Stored dataset items
■ ■ ■ ■ ■
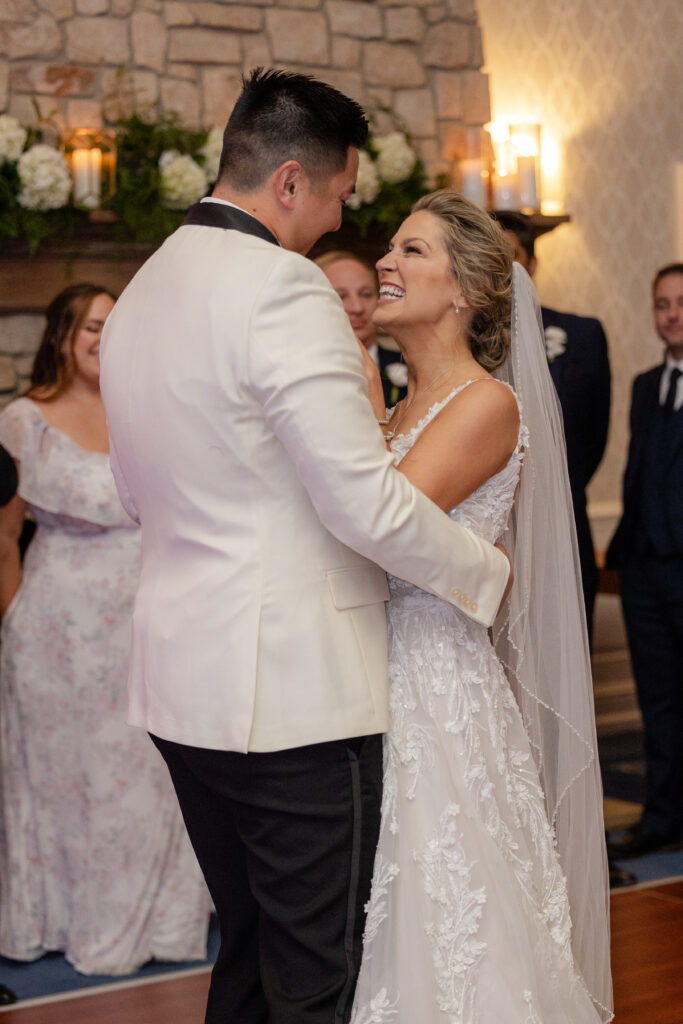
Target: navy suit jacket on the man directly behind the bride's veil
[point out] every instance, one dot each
(583, 382)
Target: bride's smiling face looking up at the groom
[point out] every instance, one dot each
(417, 285)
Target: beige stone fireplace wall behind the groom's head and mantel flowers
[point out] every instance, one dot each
(83, 61)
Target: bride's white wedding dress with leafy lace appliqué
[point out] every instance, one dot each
(468, 921)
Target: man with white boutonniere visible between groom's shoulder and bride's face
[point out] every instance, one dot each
(356, 283)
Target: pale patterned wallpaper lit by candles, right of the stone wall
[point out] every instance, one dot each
(606, 79)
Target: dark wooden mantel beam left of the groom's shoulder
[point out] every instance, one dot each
(28, 284)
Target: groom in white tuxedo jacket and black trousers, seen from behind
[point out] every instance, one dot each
(244, 443)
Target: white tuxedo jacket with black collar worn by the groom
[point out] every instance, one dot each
(244, 443)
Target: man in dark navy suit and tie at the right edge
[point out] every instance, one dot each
(649, 548)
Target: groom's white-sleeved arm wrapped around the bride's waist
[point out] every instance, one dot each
(307, 372)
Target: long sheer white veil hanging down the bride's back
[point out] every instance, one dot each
(542, 641)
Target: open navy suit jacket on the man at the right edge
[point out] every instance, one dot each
(645, 401)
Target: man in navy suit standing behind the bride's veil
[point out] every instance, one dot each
(577, 350)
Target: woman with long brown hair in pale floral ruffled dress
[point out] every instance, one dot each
(95, 859)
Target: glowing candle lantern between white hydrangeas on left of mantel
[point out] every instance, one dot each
(92, 158)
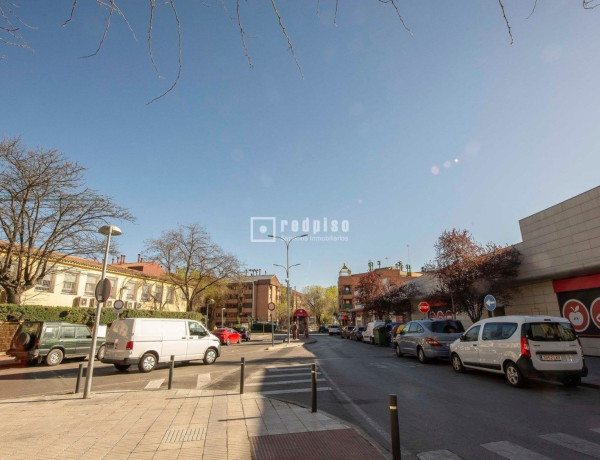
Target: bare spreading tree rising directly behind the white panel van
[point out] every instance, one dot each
(193, 262)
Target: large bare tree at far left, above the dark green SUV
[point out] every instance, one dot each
(46, 214)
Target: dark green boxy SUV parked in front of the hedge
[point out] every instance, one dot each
(53, 341)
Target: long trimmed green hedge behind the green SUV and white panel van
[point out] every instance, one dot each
(80, 315)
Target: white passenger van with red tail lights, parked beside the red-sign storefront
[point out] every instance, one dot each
(522, 347)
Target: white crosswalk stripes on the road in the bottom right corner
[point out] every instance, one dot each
(514, 451)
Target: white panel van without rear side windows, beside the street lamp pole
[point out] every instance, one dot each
(149, 341)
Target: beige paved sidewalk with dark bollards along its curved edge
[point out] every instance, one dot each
(194, 424)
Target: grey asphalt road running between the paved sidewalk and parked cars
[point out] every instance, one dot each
(443, 415)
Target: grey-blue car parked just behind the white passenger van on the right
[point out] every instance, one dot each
(428, 339)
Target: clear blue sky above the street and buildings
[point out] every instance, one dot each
(402, 136)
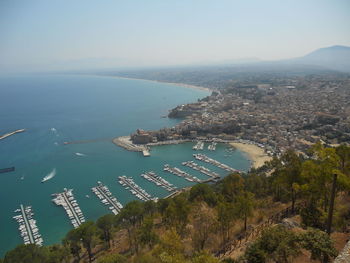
■ ■ ■ ■ ■
## [Assigned task]
Quote the preceding records in their entirety, excluding every picture.

## [Answer box]
Target: navy suit jacket on the man directly behind the bride's veil
[point out] every instance, one dot each
(583, 382)
Target: bride's smiling face looking up at the groom
[point out] every instance, one dot each
(417, 285)
Target: beige stone fireplace wall behind the groom's head and mantel flowers
[point out] every instance, one dot each
(83, 61)
Target: bride's white wedding dress with leafy lace appliqué
[point out] every instance, one dot each
(468, 921)
Target: man with white boutonniere visible between groom's shoulder and bride's face
[point out] every instance, one dot each
(356, 283)
Target: pale patterned wallpaper lit by candles, right of the stone wall
[point out] every instance, one dot each
(606, 79)
Target: dark wooden mantel beam left of the groom's shoulder
[point out] every instance, one dot each
(28, 284)
Target: groom in white tuxedo jacket and black trousers, seen from behind
[point out] every instance, one dot each
(244, 443)
Target: white tuxedo jacket with black collar worn by the groom
[point out] every instance, one dot each
(244, 443)
Target: man in dark navy suit and tie at the right edge
[point out] every instance, one dot each
(649, 548)
Target: groom's white-sleeved arm wrapped around the bride's waist
[point out] every instance, one dot each
(307, 372)
Target: long sheer white veil hanging down the bride's back
[point out] every instance, one dot each
(542, 641)
Target: open navy suit jacket on the man at the right edge
[point out] every instance, one dot each
(645, 401)
Target: man in navy suit standing behind the bride's veil
[point out] every instance, one dot each
(577, 350)
Target: woman with long brown hair in pale floral ruffled dress
[point out] every instance, one dot each
(95, 859)
Target: glowing candle lantern between white hydrangeas on left of mantel
[point out] every instance, one dot each
(92, 158)
Target: bare spreading tree rising directly behind the white panel van
[point out] every instance, one dot each
(193, 262)
Target: large bare tree at far left, above the dark green SUV
[point out] every instance, one dot each
(46, 214)
Target: dark green boxy SUV parked in front of the hedge
[point out] every instance, one dot each
(53, 341)
Target: long trimmed green hedge behind the green SUV and white panel van
[point out] every instance, one dot each
(80, 315)
Target: white passenger van with red tail lights, parked beside the red-sign storefront
[point out] every instance, one dot each
(522, 347)
Target: white crosswalk stripes on the road in the bottom right corner
[point out] every instance, one dot each
(514, 451)
Target: white panel van without rear side windows, beside the street lamp pole
[point out] every instance, one dot each
(149, 341)
Target: beige paved sidewalk with dark bollards along its curved edge
[point out] every instance, one dot each
(194, 424)
Target: grey asphalt road running between the paved sidewalk and parked cars
[point out] every instance, one dot each
(443, 415)
Target: grey-blue car parked just behind the white passenger van on the right
[point out] every instance, one dot each
(428, 339)
Target: clear blue sky above the street and buildings
[point out] every instance, one dot each
(402, 136)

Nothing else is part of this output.